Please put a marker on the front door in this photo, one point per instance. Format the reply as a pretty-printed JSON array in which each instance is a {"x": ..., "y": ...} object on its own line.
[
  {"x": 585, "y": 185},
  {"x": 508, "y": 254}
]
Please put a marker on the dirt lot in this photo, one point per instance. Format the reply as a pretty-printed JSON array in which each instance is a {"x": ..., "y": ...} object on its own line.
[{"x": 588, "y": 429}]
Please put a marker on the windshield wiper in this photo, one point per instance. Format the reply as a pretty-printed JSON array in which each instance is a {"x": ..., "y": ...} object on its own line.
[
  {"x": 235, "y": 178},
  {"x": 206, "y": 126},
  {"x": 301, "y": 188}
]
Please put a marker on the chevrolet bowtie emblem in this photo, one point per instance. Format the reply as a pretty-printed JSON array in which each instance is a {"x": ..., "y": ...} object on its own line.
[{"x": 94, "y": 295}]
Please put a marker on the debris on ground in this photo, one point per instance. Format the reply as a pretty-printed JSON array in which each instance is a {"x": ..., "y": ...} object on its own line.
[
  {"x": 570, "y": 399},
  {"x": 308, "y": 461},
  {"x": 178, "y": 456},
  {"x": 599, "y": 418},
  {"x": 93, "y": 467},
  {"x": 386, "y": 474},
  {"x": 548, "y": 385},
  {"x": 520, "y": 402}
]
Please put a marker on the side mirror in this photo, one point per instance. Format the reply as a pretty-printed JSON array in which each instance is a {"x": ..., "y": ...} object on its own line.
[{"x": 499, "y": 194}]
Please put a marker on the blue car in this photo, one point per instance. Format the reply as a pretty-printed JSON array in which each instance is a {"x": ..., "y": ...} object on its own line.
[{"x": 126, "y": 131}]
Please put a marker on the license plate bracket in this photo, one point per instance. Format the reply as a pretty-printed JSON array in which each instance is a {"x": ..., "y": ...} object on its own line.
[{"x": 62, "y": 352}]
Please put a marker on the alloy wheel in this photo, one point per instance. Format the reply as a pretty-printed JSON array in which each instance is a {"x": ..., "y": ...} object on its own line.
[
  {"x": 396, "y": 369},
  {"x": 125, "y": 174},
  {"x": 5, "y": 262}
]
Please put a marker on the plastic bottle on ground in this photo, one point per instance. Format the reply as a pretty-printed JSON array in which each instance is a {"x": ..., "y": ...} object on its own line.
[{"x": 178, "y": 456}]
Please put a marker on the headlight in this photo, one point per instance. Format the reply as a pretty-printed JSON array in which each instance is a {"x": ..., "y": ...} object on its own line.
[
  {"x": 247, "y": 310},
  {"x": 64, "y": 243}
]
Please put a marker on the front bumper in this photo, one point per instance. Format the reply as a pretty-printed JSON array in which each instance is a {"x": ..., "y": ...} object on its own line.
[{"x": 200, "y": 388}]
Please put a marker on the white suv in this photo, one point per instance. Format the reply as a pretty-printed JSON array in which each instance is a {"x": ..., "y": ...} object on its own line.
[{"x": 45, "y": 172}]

→ **Given request**
Give the lines of the listing from the one containing "Please put a marker on the side" through the end of the listing, both ends included, as a numbered list with blank lines left out.

→ **The completed task**
1. Please put a marker on the side mirror in this photo, one point per instance. Format the reply as a pretty-printed JSON array in which each instance is a {"x": ..., "y": ...} object on its own line.
2. [{"x": 499, "y": 194}]
3. Please put a marker on the blue car in this photo, one point per instance. Format the reply as a pretty-printed JSON array in which each instance is a {"x": ..., "y": ...} object on its own line.
4. [{"x": 126, "y": 131}]
5. Please put a marker on the license plate bracket in this photo, one point per instance. Format the reply as a pretty-printed JSON array in which each instance is a {"x": ..., "y": ...} object on its own line.
6. [{"x": 62, "y": 352}]
7. Please put a marker on the alloy wheel in this photo, one point per instance. Format the reply as a pretty-printed JSON array in which each instance is a {"x": ..., "y": ...} object on its own line.
8. [
9.   {"x": 396, "y": 369},
10.   {"x": 125, "y": 174},
11.   {"x": 5, "y": 262}
12. ]
13. Please put a marker on the plastic bottle on ground in this photo, one point per instance. Format the reply as a pretty-printed JSON array in which each instance is a {"x": ..., "y": ...} object on its own line.
14. [{"x": 178, "y": 456}]
15. Please put a marker on the headlight in this photo, one point per instance. Format the reply as a pretty-printed JSON array in which each instance is a {"x": ..., "y": ...} object on its own line.
16. [
17.   {"x": 247, "y": 310},
18.   {"x": 64, "y": 243}
19. ]
20. Please put a marker on the front bumper in this photo, one point per instance. Format the reply as a pretty-printed JSON array in which each instance is a {"x": ..., "y": ...} object on its own line.
21. [{"x": 200, "y": 388}]
22. Please put a marker on the white suv in this photo, one point per instance. Format the reply as a pretty-printed JSON array in which each instance is a {"x": ..., "y": ...} object on its own line.
23. [{"x": 45, "y": 172}]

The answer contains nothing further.